5 Avril 2014
« Les premières franc-maçonnes au siècle des Lumières » de Janet Burke et Margaret Jacob, Presses Universitaires de Bordeaux, 2ème édition (préfacé par Cécile Révauger, et introduit pas Jean-Pierre Bacot et Laure Caille), présente une une série d'articles concernant la franc-maçonnerie d'adoption.
Cet ouvrage présente et publie les études de deux auteures américaines Janet Burke et Margaret Jacob, publié il y a 10 ans et traduit seulement depuis peu en français.
Comme le souligne l’avant-propos, des études antérieures ont été publiées sur ce que l’on appelle « les loges d’adoption ». Nous pouvons citer celles de Françoise Jupeau-Réquillard (l’Initiation des femmes en 2000 et sa thèse de doctorat : la Grande Loge Symbolique Ecossaise en 1989), les travaux de Gisèle et Yves Hivert-Messeca (Comment la franc-maçonnerie vint aux femmes, deux siècles de franc-maçonnerie et d’adoption, 1997), et enfin citons aussi Jean-Pierre Bacot pour plusieurs essais, dont « les filles du pasteur d’Anderson, deux siècles de franc-maçonnerie mixte et féminine » en 1988.
Pour une première fois, ces deux auteures américaines démontrent la démarche féministe et décrivent les différentes formes de ces loges. François Jupeau-Réquillard l’avait, elle-même, soupçonnée. Elle mentionne dès les premières pages de son livre « L’Initiation des Femmes », des différences dans les rituels. Si parfois la présence des femmes est en marge, d’autres fois les femmes sont mises en situation d’égalité dans des loges qui apparaissent avoir un fonctionnement mixte. Ainsi, le « Livre contenant tous les grades de la Véritable maçonnerie depuis l’apprenti maçon libre jusques au Rose-Croix et parfaits maçons : maçonnerie des Dames ou de la Maçonne d’adoption », par le Prince de Clermont, Grand Maître des Orients de France (décédé en 1771), utilise autant le féminin et le masculin dans les rituels « le frère ou la sœur terrible va chercher la récipiendaire ». Les archives sont certes rares, mais surtout guère utilisées. La franc-maçonnerie d'adoption demeure en marge des recherches historiques.

> [Ce qui est demandé]
1/ Répondez à ces questions sur le texte sur les premières franc-maçonnes.
(a) Quelle maison d'édition publie l'ouvrage de Janet Burke et Margaret Jacob ?
(b) En quelle année Jean-Pierre Bacot a-t-il publié « les filles du pasteur d'Anderson » ?
(c) Quel titre est attribué au Prince de Clermont ?
2/ Recopiez, s'il vous plaît, un passage du texte sur les premières franc-maçonnes. Commencez aux mots « Cet ouvrage présente » et arrêtez-vous après les mots « peu en français. ».

> [Informations fournies]
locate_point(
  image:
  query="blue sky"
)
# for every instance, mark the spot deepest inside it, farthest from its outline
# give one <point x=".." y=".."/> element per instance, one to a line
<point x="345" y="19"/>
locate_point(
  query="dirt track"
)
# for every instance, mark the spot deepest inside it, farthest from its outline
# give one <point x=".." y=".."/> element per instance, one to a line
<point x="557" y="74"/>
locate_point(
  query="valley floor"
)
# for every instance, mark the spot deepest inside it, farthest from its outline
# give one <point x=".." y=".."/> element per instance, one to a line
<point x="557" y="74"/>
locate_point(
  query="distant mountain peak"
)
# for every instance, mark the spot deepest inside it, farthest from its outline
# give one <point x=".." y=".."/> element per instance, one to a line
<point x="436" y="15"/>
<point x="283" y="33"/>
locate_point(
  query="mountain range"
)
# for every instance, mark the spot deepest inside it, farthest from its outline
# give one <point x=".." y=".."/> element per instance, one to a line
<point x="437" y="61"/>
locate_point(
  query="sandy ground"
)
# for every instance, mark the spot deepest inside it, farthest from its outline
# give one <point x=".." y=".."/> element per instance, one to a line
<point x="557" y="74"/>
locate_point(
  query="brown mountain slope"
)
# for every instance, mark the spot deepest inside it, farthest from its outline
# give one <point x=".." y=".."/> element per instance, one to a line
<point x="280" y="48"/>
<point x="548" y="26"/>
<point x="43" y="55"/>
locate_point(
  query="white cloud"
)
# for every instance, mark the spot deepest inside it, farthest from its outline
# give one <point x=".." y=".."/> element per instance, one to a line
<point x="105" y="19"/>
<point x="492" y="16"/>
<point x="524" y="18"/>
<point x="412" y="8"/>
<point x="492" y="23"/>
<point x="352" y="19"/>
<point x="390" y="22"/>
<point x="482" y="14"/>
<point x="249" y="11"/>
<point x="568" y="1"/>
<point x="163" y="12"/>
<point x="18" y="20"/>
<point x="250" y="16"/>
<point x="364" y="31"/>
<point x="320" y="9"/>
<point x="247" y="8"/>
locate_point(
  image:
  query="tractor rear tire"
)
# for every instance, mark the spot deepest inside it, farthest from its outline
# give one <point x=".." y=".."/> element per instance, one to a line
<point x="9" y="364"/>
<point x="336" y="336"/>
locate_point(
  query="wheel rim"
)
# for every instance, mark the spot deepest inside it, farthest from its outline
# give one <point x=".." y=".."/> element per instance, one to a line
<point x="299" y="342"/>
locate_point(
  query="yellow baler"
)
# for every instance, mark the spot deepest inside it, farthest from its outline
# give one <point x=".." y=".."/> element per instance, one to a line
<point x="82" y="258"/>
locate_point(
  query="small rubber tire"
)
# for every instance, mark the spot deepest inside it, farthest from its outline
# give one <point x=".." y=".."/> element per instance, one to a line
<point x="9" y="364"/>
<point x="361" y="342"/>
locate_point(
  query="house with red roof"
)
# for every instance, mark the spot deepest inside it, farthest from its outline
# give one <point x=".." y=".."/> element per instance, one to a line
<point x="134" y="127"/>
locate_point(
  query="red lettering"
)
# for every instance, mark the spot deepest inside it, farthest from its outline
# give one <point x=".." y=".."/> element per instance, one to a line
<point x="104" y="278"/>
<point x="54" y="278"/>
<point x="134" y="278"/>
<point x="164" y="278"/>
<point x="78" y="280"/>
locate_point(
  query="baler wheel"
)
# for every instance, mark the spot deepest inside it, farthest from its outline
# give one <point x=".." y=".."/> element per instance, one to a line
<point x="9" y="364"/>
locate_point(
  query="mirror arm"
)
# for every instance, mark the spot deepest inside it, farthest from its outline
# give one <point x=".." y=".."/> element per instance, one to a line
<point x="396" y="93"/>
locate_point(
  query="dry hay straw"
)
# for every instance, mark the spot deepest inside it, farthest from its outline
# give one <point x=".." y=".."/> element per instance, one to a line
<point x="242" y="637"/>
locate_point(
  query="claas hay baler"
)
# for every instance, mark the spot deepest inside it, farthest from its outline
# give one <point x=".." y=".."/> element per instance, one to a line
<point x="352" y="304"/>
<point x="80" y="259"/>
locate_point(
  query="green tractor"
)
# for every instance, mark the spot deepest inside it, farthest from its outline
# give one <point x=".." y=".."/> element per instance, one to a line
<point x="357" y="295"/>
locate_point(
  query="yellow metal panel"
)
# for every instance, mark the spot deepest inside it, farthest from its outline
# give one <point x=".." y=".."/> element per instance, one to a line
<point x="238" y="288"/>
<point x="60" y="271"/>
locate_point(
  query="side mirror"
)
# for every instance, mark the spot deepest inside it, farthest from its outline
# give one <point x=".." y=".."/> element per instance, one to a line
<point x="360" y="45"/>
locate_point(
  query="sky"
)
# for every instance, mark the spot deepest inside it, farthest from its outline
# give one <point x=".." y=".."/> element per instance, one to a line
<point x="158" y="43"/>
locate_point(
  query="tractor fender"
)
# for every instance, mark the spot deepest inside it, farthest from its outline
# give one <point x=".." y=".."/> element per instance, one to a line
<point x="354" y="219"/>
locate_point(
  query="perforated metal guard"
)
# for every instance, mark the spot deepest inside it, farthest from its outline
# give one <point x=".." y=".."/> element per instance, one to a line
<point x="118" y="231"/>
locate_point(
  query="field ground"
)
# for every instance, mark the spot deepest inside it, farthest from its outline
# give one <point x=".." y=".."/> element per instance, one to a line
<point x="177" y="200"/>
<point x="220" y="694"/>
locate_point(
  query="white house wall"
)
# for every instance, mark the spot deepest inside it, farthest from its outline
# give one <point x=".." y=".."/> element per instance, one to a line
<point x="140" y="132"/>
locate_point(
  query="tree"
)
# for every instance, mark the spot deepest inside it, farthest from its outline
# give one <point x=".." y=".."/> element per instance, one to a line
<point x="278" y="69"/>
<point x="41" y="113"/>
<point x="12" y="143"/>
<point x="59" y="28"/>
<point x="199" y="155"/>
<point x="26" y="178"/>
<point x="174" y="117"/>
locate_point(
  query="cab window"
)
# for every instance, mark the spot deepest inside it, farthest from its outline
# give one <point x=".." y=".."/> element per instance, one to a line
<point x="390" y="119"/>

> [Résultats par tâche]
1/
(a) Les Presses Universitaires de Bordeaux.
(b) En 1988.
(c) Grand Maître des Orients de France.

2/
Cet ouvrage présente et publie les études de deux auteures américaines Janet Burke et Margaret Jacob, publié il y a 10 ans et traduit seulement depuis peu en français.